##### Extracted text #####
This time last year I was pretty frustrated with my riding—or lack thereof. My horse had been going super well until a saddle fit issue developed that completely sidetracked our dressage training. For months I struggled to get fitters out who could really help me address the problem and I had fittings rescheduled thanks to a whole variety of life complications—winter snow storms, the flu, a death in the family, the accompanying funeral 500 miles away and more.
All of our training was put on pause until we could remedy the problem. While this one singular issue might seem like it should be easy to fix, I was—almost comically—met with roadblock after roadblock. It felt like the gods of the dressage world were just having a nice little chuckle at me, sipping brandy and smoking cigars as they drummed up new ways to complicate my riding life.
If you’ve battled saddle fitting challenges in a big way, you know how frustrating the whole thing can really be, especially when your horse is otherwise sound and healthy. On top of that, there’s the huge financial concern of it all. Even if you find the dressage saddle of your dreams that miraculously fits you and your horse, what are the odds it will even be affordable? Oh wait, did I just use the words “dressage” and “affordable” in the same sentence? Lol. My bad.
In case all of that wasn’t complicated enough, I brought the vet out to do a performance evaluation on my mare since I wanted to make sure there wasn’t a big physical issue I was overlooking in the midst of the saddle drama. It was determined that everything looked pretty good considering my mare’s age and mileage. She was sound but we decided that it would be in her best interest to do a little bit of maintenance, mostly as a preventive measure. So we went ahead with hock injections.
Wouldn’t you know that within a few days, my poor girl’s right hock had blown up like a balloon. After consulting with several vets, we concluded there was a chance that it was cellulitis but there was the much larger concern that the joint had become infected. If that was the case, we were in serious trouble. I wasn’t willing to gamble on it, so off she went to the hospital. Five days and $5,000 later, we came home with our discharge papers and the peace of mind that we successfully defeated a nasty case of cellulitis.
##### Material supplied #####
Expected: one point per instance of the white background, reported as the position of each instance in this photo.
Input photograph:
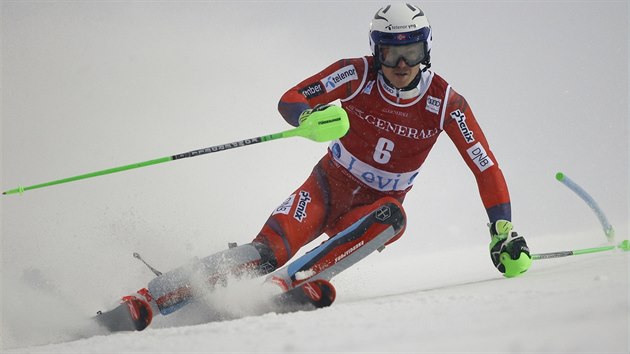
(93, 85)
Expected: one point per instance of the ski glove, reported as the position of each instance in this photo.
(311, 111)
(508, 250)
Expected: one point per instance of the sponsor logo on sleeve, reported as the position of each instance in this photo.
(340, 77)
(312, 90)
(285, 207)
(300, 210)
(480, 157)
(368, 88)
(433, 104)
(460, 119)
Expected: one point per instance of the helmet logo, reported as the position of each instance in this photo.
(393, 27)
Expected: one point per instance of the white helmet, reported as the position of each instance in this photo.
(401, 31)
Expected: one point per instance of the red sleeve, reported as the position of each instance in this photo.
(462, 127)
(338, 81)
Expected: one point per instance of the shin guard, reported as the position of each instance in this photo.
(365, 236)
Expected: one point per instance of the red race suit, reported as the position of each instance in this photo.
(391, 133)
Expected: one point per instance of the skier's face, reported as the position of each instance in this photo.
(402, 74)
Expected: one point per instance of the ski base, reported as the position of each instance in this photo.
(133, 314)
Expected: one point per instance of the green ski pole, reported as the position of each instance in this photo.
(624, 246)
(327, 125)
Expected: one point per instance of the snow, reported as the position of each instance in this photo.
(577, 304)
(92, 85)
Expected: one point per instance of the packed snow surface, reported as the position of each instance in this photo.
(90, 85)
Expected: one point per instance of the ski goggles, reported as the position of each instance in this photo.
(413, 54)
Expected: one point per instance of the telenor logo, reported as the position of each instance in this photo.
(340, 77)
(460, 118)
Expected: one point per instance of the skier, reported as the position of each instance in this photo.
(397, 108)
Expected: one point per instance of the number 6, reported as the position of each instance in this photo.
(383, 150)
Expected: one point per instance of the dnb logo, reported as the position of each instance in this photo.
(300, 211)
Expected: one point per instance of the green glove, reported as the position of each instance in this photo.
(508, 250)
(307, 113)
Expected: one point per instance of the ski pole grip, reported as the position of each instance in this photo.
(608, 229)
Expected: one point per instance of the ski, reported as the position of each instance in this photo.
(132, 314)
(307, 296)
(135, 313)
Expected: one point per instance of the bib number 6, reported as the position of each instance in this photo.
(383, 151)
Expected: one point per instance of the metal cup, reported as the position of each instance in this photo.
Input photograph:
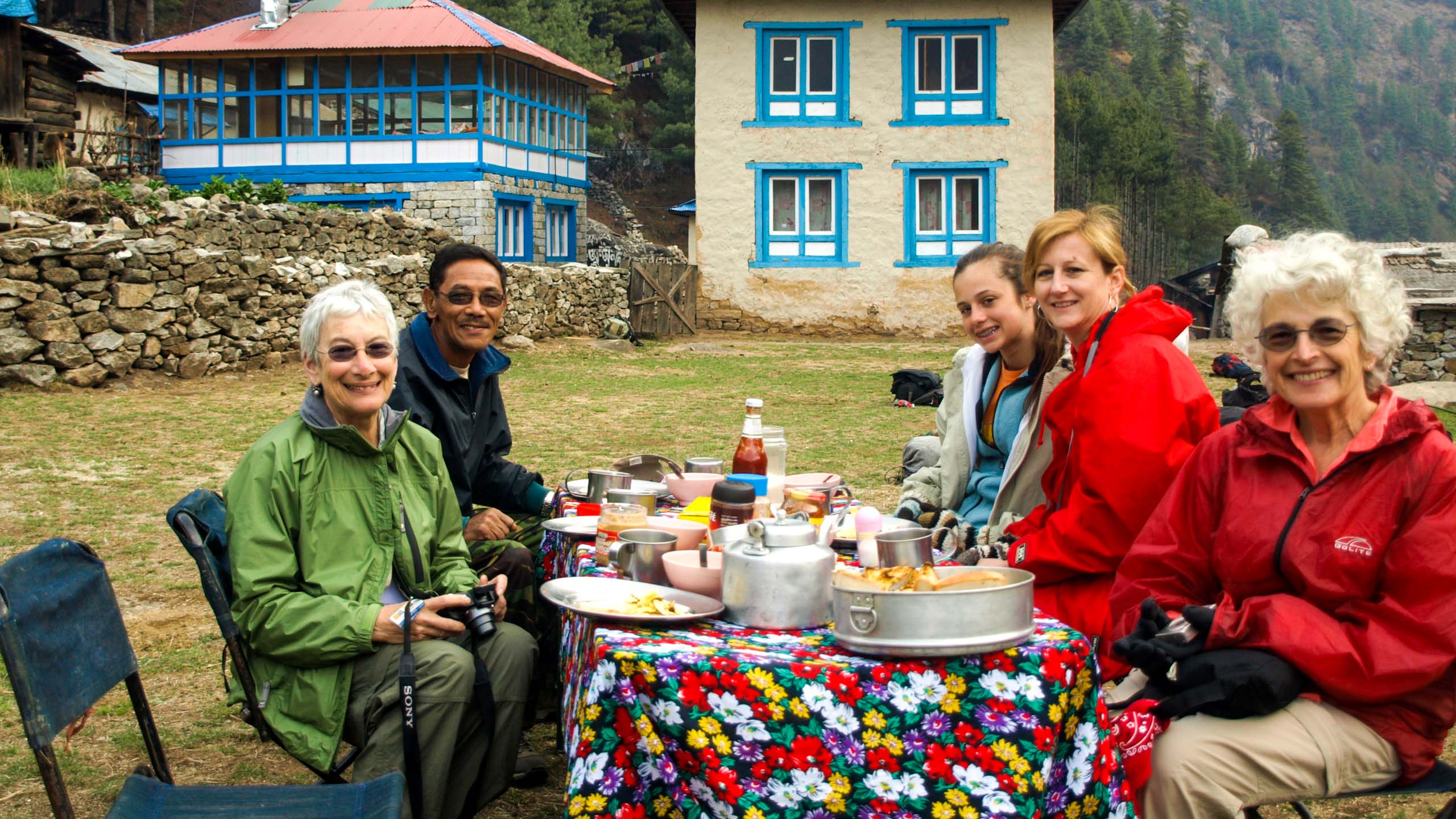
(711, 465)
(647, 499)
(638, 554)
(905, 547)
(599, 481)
#####
**Required work:**
1/ Edit the riding blog post starting with "Wouldn’t you know" and going on through "case of cellulitis.", replacing "hospital" with "clinic".
2/ Carry on the riding blog post from its final sentence.
The material plays no part in this.

**Results by task:**
1/
Wouldn’t you know that within a few days, my poor girl’s right hock had blown up like a balloon. After consulting with several vets, we concluded there was a chance that it was cellulitis but there was the much larger concern that the joint had become infected. If that was the case, we were in serious trouble. I wasn’t willing to gamble on it, so off she went to the clinic. Five days and $5,000 later, we came home with our discharge papers and the peace of mind that we successfully defeated a nasty case of cellulitis.

2/
Between the saddle drama and the hospital visit, I had a lot of opportunity to ask myself the big questions that we riders so often face. Why do we do this? Why do I always feel like I can’t afford to be good at dressage? What’s the point if it always seems to end in heartache? Will I ever get to where I want to be? Will I ever achieve those goals I set for myself? Am I an idiot for spending this much money on something that is so fragile?
A year later, I still don’t have the answers to those big questions. I probably never will. What I do know is that although 2018 began with a lot of uncertainty and frustration (and vet bills), that wasn’t how it ended. We eventually found a saddle that fit. My mare and I went on to have a successful show season. We grew leaps and bounds through lessons and clinics. We earned a USDF medal. We moved up a level. We made new friends. I volunteered at local shows. We had busy show weekends and plenty of sunny hack days and quiet afternoons at the barn. There was so much good that was ahead of all that.
Whenever a new year rolls around, we’re keen to think that whatever we do in the first few days of the year sets the tone for what is to follow. We start diets, sign up for gym memberships, sketch out plans for our year. Those things are good and those things are important. But how many people have stopped going to the gym by February? Or have given up that healthy lifestyle by March? We know that the rest of the year is not actually determined by the proclamations we make in January. Sure, January 1, 2019, is a fresh start. But in case that fresh start hasn’t gotten off on the right foot for you, just remember that there are actually 365 fresh starts in a year, not just one. And, statistically speaking, at least a few of those are bound to be filled with a lot of good.